[Dataset excerpts on object pointing]
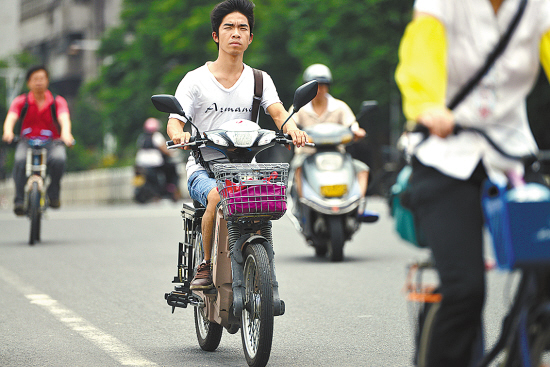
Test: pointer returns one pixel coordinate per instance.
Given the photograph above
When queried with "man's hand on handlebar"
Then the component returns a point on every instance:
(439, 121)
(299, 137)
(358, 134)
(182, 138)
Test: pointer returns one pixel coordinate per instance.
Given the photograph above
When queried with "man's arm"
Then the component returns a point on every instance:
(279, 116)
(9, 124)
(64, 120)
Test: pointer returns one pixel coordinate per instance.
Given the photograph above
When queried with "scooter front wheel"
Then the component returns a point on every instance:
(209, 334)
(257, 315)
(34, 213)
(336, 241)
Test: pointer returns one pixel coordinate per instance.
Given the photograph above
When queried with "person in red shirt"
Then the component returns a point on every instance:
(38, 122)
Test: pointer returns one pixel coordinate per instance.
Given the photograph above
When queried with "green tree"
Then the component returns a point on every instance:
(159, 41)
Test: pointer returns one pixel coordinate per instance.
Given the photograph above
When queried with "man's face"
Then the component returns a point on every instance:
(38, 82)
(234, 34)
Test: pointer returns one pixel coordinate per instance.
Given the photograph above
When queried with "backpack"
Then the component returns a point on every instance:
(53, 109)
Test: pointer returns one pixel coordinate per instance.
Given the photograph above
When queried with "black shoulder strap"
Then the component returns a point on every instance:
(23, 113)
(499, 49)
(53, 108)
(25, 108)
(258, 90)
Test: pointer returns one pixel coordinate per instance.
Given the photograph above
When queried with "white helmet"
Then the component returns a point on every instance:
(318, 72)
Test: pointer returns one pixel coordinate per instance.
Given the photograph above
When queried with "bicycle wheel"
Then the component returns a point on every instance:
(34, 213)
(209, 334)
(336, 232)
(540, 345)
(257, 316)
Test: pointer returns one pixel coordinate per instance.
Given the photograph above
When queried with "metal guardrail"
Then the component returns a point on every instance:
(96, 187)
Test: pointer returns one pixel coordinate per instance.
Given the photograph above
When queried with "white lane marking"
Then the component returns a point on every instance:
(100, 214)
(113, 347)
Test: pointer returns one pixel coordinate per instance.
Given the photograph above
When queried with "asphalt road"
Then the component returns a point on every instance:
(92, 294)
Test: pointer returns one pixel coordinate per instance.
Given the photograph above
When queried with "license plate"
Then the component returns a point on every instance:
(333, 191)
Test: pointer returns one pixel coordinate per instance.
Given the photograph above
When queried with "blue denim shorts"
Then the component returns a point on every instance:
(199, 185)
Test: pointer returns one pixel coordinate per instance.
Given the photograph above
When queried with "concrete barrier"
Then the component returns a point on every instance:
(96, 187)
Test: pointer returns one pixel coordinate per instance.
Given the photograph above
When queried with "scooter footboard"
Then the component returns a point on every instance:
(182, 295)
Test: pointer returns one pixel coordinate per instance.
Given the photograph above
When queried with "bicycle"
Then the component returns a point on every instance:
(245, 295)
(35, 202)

Written instruction =
How many lines in the records contain the string "bicycle"? Reply with the number alone.

Result =
2